- STATED EXERCISE: Every line in the listing is to be echoed verbatim.

[Coordinate annotation entries]
==*==

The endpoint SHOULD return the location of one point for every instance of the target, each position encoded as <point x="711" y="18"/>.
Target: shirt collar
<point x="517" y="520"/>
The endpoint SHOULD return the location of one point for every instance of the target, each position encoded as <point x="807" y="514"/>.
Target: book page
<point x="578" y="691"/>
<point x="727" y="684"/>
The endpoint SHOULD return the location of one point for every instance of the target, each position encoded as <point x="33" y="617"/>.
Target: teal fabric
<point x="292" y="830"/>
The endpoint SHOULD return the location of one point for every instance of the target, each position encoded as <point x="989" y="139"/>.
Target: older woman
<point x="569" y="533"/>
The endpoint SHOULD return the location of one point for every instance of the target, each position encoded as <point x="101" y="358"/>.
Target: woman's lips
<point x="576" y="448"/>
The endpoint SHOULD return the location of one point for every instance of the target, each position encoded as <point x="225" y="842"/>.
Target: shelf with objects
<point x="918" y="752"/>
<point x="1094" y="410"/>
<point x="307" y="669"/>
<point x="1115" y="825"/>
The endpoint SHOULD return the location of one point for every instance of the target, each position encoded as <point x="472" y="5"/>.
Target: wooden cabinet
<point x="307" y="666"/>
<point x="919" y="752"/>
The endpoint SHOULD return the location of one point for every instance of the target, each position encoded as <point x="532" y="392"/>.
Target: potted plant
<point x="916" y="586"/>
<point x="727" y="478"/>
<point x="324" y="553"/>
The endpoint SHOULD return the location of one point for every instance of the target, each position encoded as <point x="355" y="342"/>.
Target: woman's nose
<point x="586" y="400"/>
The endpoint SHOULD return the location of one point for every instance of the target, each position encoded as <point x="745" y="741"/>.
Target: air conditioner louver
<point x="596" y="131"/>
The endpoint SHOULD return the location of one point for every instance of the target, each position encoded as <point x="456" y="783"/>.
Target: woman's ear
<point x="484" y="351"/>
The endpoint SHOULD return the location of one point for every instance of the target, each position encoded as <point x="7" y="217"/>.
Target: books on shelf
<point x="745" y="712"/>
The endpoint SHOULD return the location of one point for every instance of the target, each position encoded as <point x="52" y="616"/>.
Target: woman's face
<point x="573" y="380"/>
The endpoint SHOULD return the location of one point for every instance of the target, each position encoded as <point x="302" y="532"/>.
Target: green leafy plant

==*==

- FULL SOLUTION:
The endpoint SHOULD return the location of one point for every instance of the target, each position encoded as <point x="711" y="18"/>.
Target: shirt collar
<point x="517" y="520"/>
The endpoint SHOULD return the location of one point for every instance of the target, each position encoded as <point x="807" y="514"/>.
Target: book page
<point x="578" y="691"/>
<point x="727" y="684"/>
The endpoint SHOULD return the location of one point for every instance of the target, each position encoded as <point x="33" y="617"/>.
Target: teal fabric
<point x="292" y="830"/>
The endpoint SHOULD return the location of one point for every instance of the target, each position encoded as <point x="989" y="139"/>.
Target: older woman
<point x="569" y="533"/>
The endpoint SHOULD return the location of one point for every instance of the target, each position encoded as <point x="101" y="358"/>.
Target: woman's lips
<point x="576" y="448"/>
The endpoint SHOULD return the location of one point for every instance of the target, each position encoded as <point x="225" y="842"/>.
Target: shelf with objects
<point x="918" y="752"/>
<point x="1094" y="410"/>
<point x="307" y="669"/>
<point x="1115" y="825"/>
The endpoint SHOULD return the location of one point for every instance of the target, each position encoded as <point x="472" y="5"/>.
Target: wooden cabinet
<point x="307" y="666"/>
<point x="919" y="752"/>
The endpoint SHOULD return the location of one point for every instance of the target, each position encoded as <point x="532" y="392"/>.
Target: potted plant
<point x="916" y="586"/>
<point x="727" y="478"/>
<point x="324" y="553"/>
The endpoint SHOULD return the location of one point for every instance of the target, each position encoded as <point x="355" y="342"/>.
Target: woman's nose
<point x="586" y="400"/>
The endpoint SHOULD return the location of one point for every instance of the target, each position encoded as <point x="745" y="741"/>.
Target: air conditioner louver
<point x="596" y="131"/>
The endpoint SHOULD return the location of one point for every instance of the target, each position encoded as <point x="456" y="783"/>.
Target: woman's ear
<point x="484" y="351"/>
The endpoint SHOULD return the location of one point for every instance of the target, each position encoded as <point x="7" y="217"/>.
Target: books on shelf
<point x="745" y="712"/>
The endpoint SHOULD return the location of one point for every instance of the target, each position encoded as <point x="52" y="616"/>.
Target: woman's face
<point x="573" y="380"/>
The endpoint SHOULD return the location of one point for every instance of the target, each position encoded as <point x="302" y="532"/>.
Target: green leafy plant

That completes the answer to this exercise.